• **Task 1**
In the records that follow the text, quote the lines from the one containing "Identify every grass" up to and including the one containing "[208,124,400,266]".

[Excerpted text start]

Dwight is a village in North Belchertown, Massachusetts, United States, named for the family.[1][2][3] It was a railroad destination and farming community in the 19th century with lumber mills, grist mills, schools, a chapel, cemeteries, two railways, aquatic gardens, restaurants, ballrooms, inns, a silk mill, a carding mill, a woodturning mill, an apiary, a cider mill, a carriage-maker, wheelwright, gunsmith and blacksmith, a general store and post office.[4] Today the area is known for its natural beauty, scenic waterfalls, wildlife, forests, ponds, lakes, brooks, springs, hiking trails, and bike paths.

Geography

The center of Dwight is in the northwestern region of Belchertown, defined as the intersection of Federal and Goodell Streets. Village boundaries have historically formed a square, approximately 10 mi.² or about 3.2 linear miles east to west and 3.2 linear miles north to south. Pelham is to the north, Amherst and the Lawrence Swamp on the west, Lake Arcadia on the south and Jabish Brook and Pelham on the east.[5]

The center of Dwight lies about 4.8 road-miles northwest from Belchertown Common (by State Route 9); 4.2 miles southwest from West Pelham; 3.5 miles east from the South Amherst Common; and 4.2 miles southeast from East Amherst Common. The southwestern boundary of Dwight is the northwestern corner of Granby, about 1.5 linear miles from the center of Dwight.

[Excerpted text end]
[Input records start]

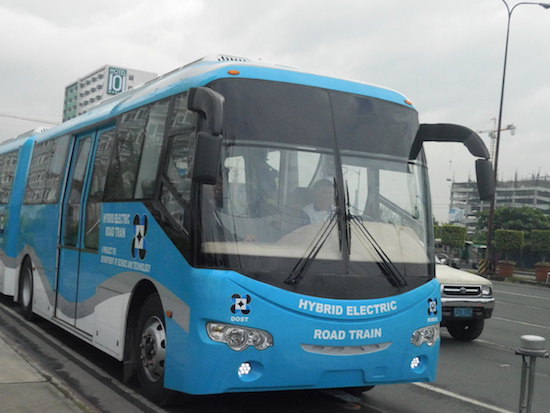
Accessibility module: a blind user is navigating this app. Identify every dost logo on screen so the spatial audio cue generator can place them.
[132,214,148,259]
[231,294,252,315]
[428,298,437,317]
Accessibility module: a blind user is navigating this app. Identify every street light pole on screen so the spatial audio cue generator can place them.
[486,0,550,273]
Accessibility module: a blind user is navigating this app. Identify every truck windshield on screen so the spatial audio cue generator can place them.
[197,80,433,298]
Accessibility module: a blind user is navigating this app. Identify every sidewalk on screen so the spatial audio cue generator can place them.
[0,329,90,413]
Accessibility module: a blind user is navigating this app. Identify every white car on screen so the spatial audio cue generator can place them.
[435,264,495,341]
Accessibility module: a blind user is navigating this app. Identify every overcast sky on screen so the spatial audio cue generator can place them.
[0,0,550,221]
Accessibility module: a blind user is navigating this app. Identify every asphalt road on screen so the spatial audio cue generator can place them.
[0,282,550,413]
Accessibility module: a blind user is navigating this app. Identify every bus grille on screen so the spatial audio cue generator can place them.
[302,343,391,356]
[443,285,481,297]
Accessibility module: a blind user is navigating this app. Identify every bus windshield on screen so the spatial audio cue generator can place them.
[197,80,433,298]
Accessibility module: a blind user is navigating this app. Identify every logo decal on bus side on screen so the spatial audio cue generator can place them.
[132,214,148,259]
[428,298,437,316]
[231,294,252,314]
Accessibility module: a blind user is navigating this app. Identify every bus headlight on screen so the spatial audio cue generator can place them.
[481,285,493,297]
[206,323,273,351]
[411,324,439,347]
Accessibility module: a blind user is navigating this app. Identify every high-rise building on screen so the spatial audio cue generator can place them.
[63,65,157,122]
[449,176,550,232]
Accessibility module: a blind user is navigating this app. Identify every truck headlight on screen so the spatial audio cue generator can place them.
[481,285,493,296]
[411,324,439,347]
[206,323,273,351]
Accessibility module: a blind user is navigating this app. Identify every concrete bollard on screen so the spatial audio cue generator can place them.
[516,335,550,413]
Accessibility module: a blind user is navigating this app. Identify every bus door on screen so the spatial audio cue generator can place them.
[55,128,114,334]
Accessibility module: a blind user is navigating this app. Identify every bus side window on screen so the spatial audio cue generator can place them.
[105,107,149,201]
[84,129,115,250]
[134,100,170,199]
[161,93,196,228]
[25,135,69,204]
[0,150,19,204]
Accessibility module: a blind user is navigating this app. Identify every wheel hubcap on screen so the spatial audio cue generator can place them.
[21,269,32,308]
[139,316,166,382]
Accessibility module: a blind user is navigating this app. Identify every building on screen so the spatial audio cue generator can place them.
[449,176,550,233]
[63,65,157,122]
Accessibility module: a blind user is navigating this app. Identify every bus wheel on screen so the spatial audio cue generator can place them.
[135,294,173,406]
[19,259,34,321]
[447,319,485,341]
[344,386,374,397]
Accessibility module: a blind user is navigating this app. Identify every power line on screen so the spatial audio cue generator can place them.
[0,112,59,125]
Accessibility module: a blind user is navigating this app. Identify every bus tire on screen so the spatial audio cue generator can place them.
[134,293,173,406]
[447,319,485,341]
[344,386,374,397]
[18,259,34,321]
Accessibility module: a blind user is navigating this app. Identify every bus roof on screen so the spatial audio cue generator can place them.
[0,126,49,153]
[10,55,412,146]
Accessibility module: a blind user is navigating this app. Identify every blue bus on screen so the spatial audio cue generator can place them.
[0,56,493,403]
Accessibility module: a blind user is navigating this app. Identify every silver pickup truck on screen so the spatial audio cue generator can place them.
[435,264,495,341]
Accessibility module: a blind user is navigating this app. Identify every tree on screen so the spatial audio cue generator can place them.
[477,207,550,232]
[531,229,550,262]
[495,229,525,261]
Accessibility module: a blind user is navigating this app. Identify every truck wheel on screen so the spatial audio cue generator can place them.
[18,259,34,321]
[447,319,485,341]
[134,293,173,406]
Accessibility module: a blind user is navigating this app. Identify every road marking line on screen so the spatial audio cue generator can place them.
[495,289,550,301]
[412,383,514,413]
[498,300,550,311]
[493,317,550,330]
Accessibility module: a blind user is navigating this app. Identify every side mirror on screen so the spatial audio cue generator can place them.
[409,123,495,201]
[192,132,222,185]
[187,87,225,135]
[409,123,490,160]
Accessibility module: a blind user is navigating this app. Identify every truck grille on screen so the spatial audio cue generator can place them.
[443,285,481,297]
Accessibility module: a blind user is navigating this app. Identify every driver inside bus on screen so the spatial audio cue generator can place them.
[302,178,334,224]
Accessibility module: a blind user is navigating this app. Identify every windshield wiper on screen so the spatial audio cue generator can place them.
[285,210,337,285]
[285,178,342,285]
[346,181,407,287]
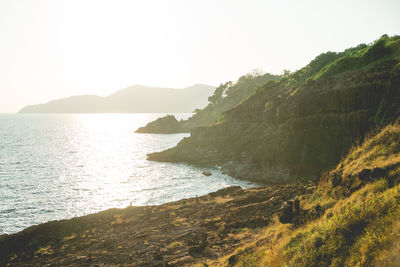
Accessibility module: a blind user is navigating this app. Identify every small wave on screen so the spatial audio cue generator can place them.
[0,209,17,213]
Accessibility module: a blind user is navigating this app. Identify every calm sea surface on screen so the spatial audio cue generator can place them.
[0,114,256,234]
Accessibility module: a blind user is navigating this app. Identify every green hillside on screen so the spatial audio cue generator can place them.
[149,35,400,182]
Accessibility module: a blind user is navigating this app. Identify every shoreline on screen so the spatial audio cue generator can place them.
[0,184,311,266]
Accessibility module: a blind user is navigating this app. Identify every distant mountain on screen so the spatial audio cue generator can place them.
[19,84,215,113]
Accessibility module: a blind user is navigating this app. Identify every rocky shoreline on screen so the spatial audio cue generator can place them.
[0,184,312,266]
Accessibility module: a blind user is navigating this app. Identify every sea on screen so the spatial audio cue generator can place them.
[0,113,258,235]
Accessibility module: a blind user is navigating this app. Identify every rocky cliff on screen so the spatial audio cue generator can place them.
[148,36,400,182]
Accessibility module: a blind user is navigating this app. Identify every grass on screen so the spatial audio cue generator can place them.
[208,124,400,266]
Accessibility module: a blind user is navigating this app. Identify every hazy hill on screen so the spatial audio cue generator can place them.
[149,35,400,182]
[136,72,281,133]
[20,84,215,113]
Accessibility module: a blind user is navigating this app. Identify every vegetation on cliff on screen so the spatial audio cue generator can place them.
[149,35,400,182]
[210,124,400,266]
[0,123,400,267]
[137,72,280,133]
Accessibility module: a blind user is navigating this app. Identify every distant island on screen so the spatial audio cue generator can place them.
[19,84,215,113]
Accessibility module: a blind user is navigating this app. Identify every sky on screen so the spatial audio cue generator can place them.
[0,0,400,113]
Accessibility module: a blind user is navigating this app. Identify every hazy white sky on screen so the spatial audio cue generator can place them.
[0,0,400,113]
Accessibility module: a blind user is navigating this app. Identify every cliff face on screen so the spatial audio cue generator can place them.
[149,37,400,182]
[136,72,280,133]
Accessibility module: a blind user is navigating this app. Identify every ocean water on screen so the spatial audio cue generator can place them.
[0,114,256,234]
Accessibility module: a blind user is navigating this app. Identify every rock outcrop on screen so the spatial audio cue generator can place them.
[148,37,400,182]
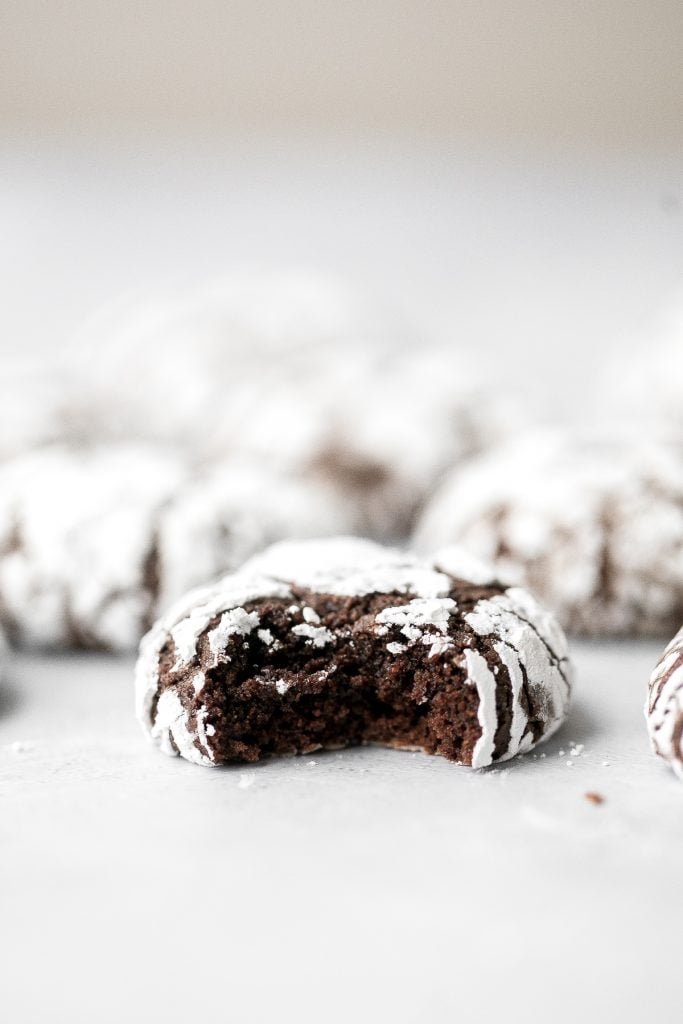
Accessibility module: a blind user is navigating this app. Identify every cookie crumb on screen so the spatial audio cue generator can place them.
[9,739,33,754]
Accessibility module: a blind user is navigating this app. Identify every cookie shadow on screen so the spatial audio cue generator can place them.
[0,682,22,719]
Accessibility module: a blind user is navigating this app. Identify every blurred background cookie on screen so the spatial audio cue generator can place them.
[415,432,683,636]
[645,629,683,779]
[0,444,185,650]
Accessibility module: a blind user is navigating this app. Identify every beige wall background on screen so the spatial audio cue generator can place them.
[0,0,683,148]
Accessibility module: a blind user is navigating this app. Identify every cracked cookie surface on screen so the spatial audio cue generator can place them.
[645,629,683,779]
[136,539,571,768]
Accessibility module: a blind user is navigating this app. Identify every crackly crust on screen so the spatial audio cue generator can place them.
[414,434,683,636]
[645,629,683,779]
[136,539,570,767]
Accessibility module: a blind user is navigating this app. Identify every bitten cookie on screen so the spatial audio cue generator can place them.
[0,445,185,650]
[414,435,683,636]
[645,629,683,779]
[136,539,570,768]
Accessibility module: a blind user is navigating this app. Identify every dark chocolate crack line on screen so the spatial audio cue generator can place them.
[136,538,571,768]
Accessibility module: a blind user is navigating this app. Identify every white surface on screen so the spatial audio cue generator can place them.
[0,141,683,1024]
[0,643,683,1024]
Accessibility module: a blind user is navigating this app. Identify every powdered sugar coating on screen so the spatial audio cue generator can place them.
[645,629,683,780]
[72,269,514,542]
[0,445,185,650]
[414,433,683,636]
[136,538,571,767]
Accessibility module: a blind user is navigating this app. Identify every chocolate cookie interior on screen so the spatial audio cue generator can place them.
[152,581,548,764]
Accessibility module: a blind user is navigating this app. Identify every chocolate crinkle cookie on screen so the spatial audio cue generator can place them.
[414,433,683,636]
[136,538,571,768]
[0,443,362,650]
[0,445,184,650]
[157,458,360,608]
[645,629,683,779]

[Input records end]

• **Task 2**
Print the part of the text about Dwight from "The center of Dwight is" up to and including "center of Dwight.", word for word.

• **Result 1**
Accessibility module: a blind user is navigating this app. Identify every grass on screen so the spatial audio cue generator can place them.
[208,124,400,266]

• **Result 2**
The center of Dwight is in the northwestern region of Belchertown, defined as the intersection of Federal and Goodell Streets. Village boundaries have historically formed a square, approximately 10 mi.² or about 3.2 linear miles east to west and 3.2 linear miles north to south. Pelham is to the north, Amherst and the Lawrence Swamp on the west, Lake Arcadia on the south and Jabish Brook and Pelham on the east.[5]

The center of Dwight lies about 4.8 road-miles northwest from Belchertown Common (by State Route 9); 4.2 miles southwest from West Pelham; 3.5 miles east from the South Amherst Common; and 4.2 miles southeast from East Amherst Common. The southwestern boundary of Dwight is the northwestern corner of Granby, about 1.5 linear miles from the center of Dwight.